**Entries provided:**
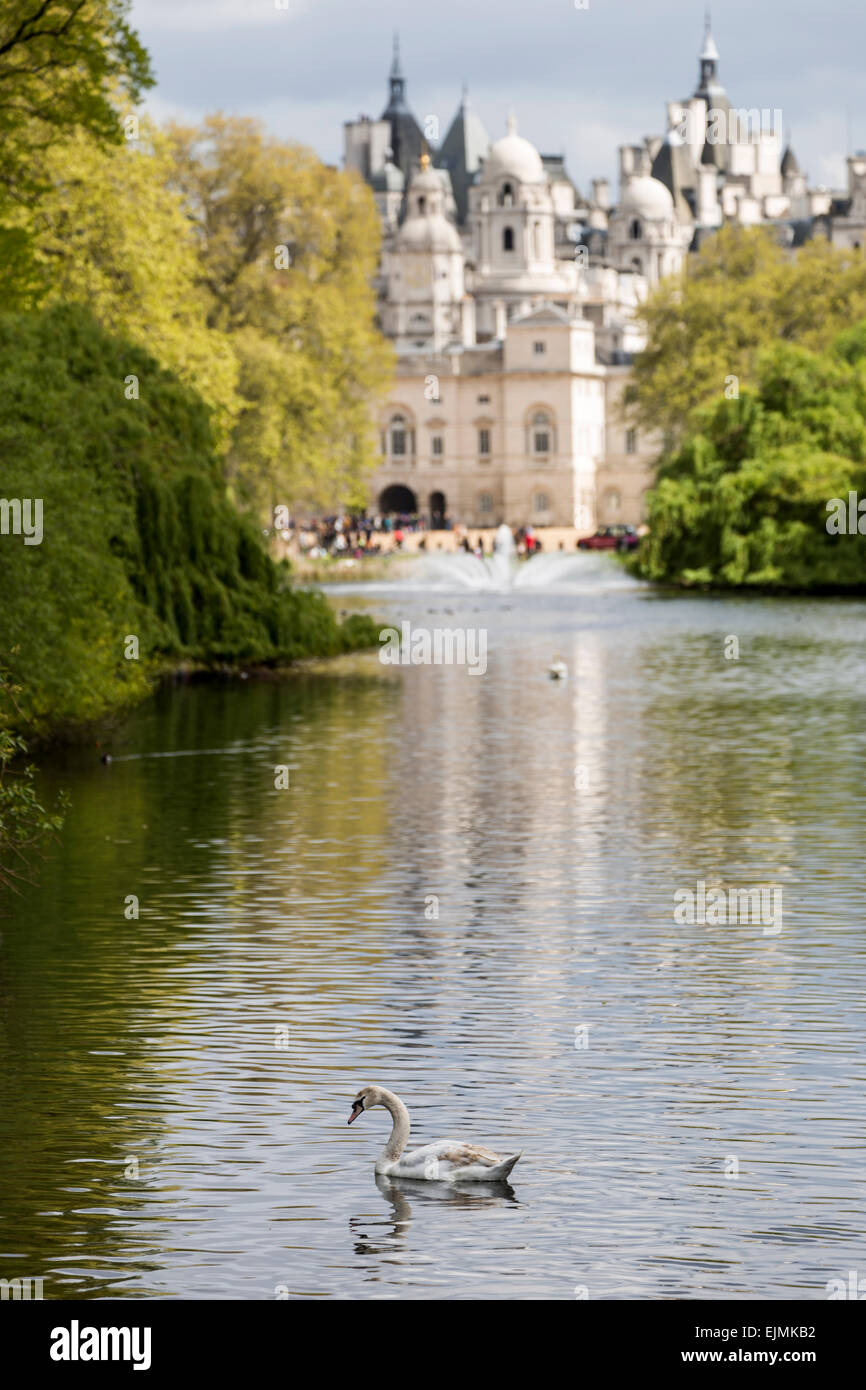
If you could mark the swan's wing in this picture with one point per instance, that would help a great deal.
(444, 1158)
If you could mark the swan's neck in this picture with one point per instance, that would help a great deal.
(399, 1130)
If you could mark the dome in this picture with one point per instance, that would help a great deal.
(512, 154)
(428, 234)
(426, 181)
(647, 198)
(389, 180)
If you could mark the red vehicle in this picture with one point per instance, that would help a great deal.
(610, 538)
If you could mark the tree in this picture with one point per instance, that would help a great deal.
(738, 293)
(139, 559)
(288, 252)
(109, 232)
(64, 66)
(744, 501)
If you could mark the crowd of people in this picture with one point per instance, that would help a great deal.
(352, 535)
(355, 535)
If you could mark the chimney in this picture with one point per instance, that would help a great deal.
(601, 193)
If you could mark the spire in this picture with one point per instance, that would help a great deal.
(395, 67)
(709, 53)
(396, 82)
(709, 85)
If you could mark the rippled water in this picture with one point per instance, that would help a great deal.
(175, 1089)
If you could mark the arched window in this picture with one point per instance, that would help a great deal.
(401, 437)
(541, 432)
(398, 435)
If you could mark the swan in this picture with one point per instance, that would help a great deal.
(445, 1161)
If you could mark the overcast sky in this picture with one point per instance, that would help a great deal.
(580, 81)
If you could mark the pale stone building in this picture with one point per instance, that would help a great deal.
(512, 299)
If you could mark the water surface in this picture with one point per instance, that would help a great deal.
(175, 1087)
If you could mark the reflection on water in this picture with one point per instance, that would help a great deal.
(464, 894)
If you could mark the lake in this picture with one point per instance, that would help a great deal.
(467, 894)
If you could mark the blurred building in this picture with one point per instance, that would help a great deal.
(512, 298)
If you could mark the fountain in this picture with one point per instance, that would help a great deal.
(502, 573)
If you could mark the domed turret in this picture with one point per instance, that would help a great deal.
(515, 157)
(647, 196)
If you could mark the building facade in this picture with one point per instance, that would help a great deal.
(512, 299)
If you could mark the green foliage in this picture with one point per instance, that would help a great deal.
(66, 66)
(139, 538)
(24, 822)
(741, 292)
(744, 499)
(111, 234)
(303, 332)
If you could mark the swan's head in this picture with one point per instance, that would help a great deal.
(366, 1098)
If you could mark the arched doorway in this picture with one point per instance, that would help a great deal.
(398, 498)
(437, 510)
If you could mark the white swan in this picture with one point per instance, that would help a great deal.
(446, 1161)
(558, 670)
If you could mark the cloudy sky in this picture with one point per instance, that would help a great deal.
(581, 81)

**Task to complete:**
The data above should be returned in full, exactly as written, apart from its images.

**Response to the exercise:**
If you could mark the swan's wing in this picture with one point per instance, that would help a great deal.
(444, 1158)
If you could mark the swan's neck in this picture with one point per instance, that would help a great deal.
(399, 1130)
If you could mark the dome in this picture with one point per instance, that would help a great deal.
(512, 154)
(428, 234)
(426, 181)
(647, 198)
(389, 180)
If you could mark the red vehicle in this picture with one point per instance, that would help a great deal.
(610, 538)
If you could mark the tree in this picture with one point per instance, that would help a great deal.
(738, 293)
(139, 559)
(288, 252)
(109, 232)
(64, 66)
(744, 501)
If you could mark the crowd of people in this picture with one point per instance, that would help a great deal.
(352, 535)
(355, 535)
If you could mark the chimney in this picture with one point per instance, that would help a great deal.
(601, 193)
If you could mark the spire in this picture with one point per instance, that would help a great deal.
(395, 67)
(709, 53)
(396, 82)
(709, 85)
If you could mark the rippled water in this picture with one point per instance, that would help a great deal.
(175, 1089)
If you could mark the arched window in this picture with one point per instance, that would help a great deal.
(401, 437)
(541, 432)
(398, 435)
If you could mark the swan in this picture with one point per instance, that would help a great deal.
(445, 1161)
If you could mark the overcast sky in this picture with one point per instance, that would help a great deal.
(580, 81)
If you could mark the pale stone building in this picture with one point per instance, that would help a great deal.
(512, 299)
If you could mark the water surface in this picture with one point per instance, that would help a great deal.
(175, 1087)
If you could mark the reflection on water in this picture with one point per instance, that would help a great deal.
(464, 894)
If you could mark the lake in this picture with one point per instance, that would help a great deal.
(467, 894)
If you could mark the blurred building in this picture with one point per instance, that would help a great deal.
(512, 298)
If you could mark the fountain in this picture with one point per instance, that would help a great deal.
(502, 573)
If you could mark the domed turret in this picture with one point per instance, that would help a great deal.
(515, 157)
(647, 196)
If you could mark the building facade in this picture with one point per instance, that would help a great deal.
(512, 299)
If you could mark the green foliage in this picture with one point per instance, that would help a great deal.
(66, 66)
(139, 538)
(24, 822)
(741, 292)
(744, 499)
(111, 234)
(303, 332)
If you could mark the swan's head in this picture with one point per instance, that would help a great deal.
(366, 1098)
If you could mark the arched doorway in this picture with one point per instance, that would help a great deal.
(398, 498)
(437, 510)
If you could mark the white swan in this picture with one point per instance, that would help a great deal.
(446, 1161)
(558, 670)
If you could mark the cloudy sky in this picture with one point per instance, that would help a great deal.
(581, 81)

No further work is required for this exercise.